THE REQUEST:
Pictures are not part of the copy; repeat everything else in the records exactly.

DATA SHOWN:
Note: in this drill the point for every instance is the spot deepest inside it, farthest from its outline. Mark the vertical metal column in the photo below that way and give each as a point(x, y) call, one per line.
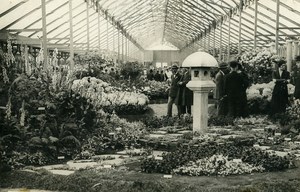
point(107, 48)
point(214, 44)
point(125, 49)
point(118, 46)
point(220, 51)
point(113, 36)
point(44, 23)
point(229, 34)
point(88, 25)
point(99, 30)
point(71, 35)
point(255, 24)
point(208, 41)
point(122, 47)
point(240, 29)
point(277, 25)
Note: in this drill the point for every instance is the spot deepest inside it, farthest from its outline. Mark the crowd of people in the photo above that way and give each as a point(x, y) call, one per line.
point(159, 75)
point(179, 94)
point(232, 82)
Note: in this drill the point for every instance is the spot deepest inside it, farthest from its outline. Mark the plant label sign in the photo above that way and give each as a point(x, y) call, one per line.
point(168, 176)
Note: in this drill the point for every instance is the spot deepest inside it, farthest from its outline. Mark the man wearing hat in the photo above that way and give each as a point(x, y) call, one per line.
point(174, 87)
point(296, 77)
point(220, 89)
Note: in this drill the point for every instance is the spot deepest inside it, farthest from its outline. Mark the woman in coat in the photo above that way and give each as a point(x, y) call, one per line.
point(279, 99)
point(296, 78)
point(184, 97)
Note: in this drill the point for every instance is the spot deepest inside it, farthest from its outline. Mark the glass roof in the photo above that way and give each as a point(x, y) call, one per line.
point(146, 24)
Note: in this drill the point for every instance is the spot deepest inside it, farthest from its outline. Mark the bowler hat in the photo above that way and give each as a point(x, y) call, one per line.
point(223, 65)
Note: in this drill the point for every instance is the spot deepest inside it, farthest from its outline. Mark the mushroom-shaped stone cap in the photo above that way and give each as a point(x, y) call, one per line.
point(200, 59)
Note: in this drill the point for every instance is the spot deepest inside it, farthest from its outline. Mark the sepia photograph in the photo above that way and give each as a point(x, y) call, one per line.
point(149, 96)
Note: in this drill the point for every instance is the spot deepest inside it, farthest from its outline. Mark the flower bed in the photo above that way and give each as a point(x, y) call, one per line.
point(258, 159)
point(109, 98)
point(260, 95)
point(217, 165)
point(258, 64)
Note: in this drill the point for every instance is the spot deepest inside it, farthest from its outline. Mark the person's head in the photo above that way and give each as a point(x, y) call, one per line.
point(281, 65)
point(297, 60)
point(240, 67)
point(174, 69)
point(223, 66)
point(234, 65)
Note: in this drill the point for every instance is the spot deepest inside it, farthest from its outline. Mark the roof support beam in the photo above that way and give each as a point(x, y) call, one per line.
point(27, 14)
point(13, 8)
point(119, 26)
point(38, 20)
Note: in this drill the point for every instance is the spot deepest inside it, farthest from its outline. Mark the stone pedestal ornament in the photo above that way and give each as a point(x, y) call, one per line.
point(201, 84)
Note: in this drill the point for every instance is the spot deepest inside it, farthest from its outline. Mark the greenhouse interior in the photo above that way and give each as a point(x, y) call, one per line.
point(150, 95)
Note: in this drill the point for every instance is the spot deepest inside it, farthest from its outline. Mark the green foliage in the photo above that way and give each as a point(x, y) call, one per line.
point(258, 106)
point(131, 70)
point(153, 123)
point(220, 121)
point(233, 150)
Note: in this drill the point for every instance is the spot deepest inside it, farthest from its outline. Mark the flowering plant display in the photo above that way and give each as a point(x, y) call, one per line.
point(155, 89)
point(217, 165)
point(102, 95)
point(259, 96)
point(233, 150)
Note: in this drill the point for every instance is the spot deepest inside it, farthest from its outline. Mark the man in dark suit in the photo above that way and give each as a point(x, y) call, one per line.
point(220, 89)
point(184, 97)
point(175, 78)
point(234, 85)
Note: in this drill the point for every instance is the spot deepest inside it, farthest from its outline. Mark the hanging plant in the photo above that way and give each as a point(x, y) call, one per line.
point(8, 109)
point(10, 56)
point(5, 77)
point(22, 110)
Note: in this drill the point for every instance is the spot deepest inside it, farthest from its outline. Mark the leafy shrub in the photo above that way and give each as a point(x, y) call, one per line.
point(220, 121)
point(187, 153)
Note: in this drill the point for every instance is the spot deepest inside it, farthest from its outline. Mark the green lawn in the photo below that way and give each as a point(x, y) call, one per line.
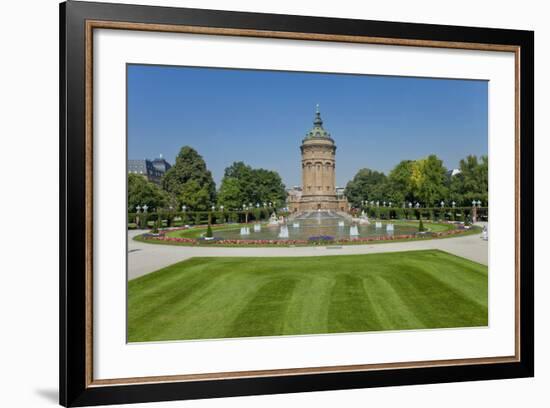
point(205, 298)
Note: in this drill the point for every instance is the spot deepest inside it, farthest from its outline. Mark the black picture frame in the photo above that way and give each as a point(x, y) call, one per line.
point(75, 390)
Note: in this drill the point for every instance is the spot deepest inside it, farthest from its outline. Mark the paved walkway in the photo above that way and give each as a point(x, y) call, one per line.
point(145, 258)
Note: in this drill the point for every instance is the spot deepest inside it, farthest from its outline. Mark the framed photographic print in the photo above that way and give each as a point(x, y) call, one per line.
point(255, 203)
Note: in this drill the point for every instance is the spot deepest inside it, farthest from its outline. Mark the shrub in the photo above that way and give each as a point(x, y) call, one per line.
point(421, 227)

WRITTEN SOLUTION:
Note: in this drill the point for every instance is the spot deepest inside it, farthest from its outline. Mark the vertical metal column in the photo below that way and give each as a point(x, y) call, one per line.
point(107, 48)
point(214, 44)
point(125, 49)
point(118, 46)
point(220, 51)
point(113, 36)
point(44, 23)
point(229, 34)
point(88, 25)
point(99, 30)
point(71, 35)
point(255, 24)
point(208, 41)
point(122, 47)
point(240, 29)
point(277, 25)
Note: in this drill the point for every instance is the spot deepest inside it, farthest from its outline. Mark the crowd of people in the photo above that way and give each as a point(x, y) call, one per line.
point(159, 75)
point(179, 94)
point(232, 82)
Note: in this drill the point for every instance is the spot deepest inside it, farthest from its outline. Mark the plant label sign in the photo above that way and give each as a point(x, y) call, one per line.
point(168, 176)
Note: in this drill the point for every instance is the spot deepest inside it, farthest from its outline. Mark the man wearing hat in the photo above that way and give each as a point(x, y) call, one per line.
point(174, 87)
point(296, 77)
point(220, 89)
Note: in this drill the point for every instance is the spot deepest inside it, farthest from its outline. Mark the woman in coat in the photo above that way and give each as a point(x, y) call, one per line.
point(279, 99)
point(296, 78)
point(184, 97)
Note: in this drill the point for every instance is the spot deepest inside it, farthest from its outline. Mark the glass roof in the photo above that way and give each as a point(x, y) call, one per line.
point(146, 24)
Note: in this drill the point for every instance is the spot deepest inside it, farthest from its outline. Mark the bowler hat in the photo above that way and give each as a point(x, y) call, one per line.
point(223, 65)
Note: in this drill the point for every instance is the spot deepest inside it, farthest from its outline. Mark the mushroom-shaped stone cap in the photo above that way and give each as a point(x, y) call, one per line.
point(200, 59)
Note: in this drill the point for every instance is the spot deepest inside it, farthest from its outline. Mark the sepia photograph in the photo above that way and give each as a point(x, y) call, one per line.
point(149, 96)
Note: in this drill the point for every instance is the spot deepest inside it, farthest from its outline. Mark the flower bed in the photo above that way and give each as a point(x, y) call, one per line.
point(258, 159)
point(109, 98)
point(260, 95)
point(217, 165)
point(258, 64)
Note: in this drill the point for every instance is the spot deepest inside it, farthest from its outline. Mark the person's head in the photo above that way and give each as a point(x, y) call, one per line.
point(281, 65)
point(297, 60)
point(240, 67)
point(174, 69)
point(223, 66)
point(234, 65)
Note: in this drill the point for every instance is the spot deepest inside it, farthest from its outline. Mark the roof support beam in the photo above that way and give each as a point(x, y) call, one per line.
point(27, 14)
point(13, 8)
point(119, 26)
point(38, 20)
Note: in this drill the point for every instance is the spot deepest inside it, farthest from its outline. Mark the stone pedestal ornament in the photo above that way and give each as a point(x, y) call, one per line.
point(201, 84)
Note: in this drill the point for every instance is the spot deepest inside it, farthest from its outline. Mark the greenhouse interior in the photo above that way and give each as a point(x, y) call, one per line.
point(150, 95)
Note: in this drill the point for every instance is the spot deepest inside it, farthest from its outline. Mark the green foliage in the photo above that way and give each as a point(x, y) call, one per line.
point(258, 106)
point(131, 70)
point(153, 123)
point(220, 121)
point(233, 150)
Note: in this drill the point for every instance is the spot deepest inside it, farthest from its outline. Mark the flowering plant display in the photo above that way and give each as a point(x, y) call, one per line.
point(155, 89)
point(217, 165)
point(102, 95)
point(259, 96)
point(233, 150)
Note: in this drill the point for every instance is the spot deepest inside it, farthest from its outline. Mark the man in dark suit in the photo above that way and give each as a point(x, y) call, one per line.
point(220, 89)
point(184, 97)
point(175, 78)
point(234, 85)
Note: in this drill the point for every instance is the spot deepest inside it, farthest from its outline. Mark the hanging plant in the photo above that way and give each as a point(x, y) call, one per line.
point(8, 109)
point(10, 56)
point(5, 77)
point(22, 110)
Note: in this drill the point for every instance is the spot deepest inside it, farthest from its outline. Mark the leafy shrub in the photo above that way and give each as a point(x, y) call, one per line.
point(220, 121)
point(187, 153)
Note: in this drill the point for every instance is the spot deepest inside it, farthest from its outline. Mark the green lawn in the photo below that way and give each as a point(x, y) call, one per line.
point(205, 298)
Note: in this drill the point for every instance is the spot deepest inside it, farthest from its outline. Mark the black picture frame in the photo above that way and give each as a point(x, y) call, one per line.
point(75, 390)
Note: in this drill the point for every instance is the spot deepest inside it, farthest from its outline. Mark the paved walkway in the photo above that way and give each as a point(x, y) call, one per line.
point(145, 258)
Note: in this drill the point for every instance is the spot deepest inside it, farthest from its outline. Mark the framed photographic print in the photo above that way and give each as a point(x, y) call, one per line.
point(255, 203)
Note: in this drill the point for every instance is the spot deepest inside it, farthest from its outline. Mark the shrub in the photo above that way and give each as a point(x, y) call, one per line.
point(421, 227)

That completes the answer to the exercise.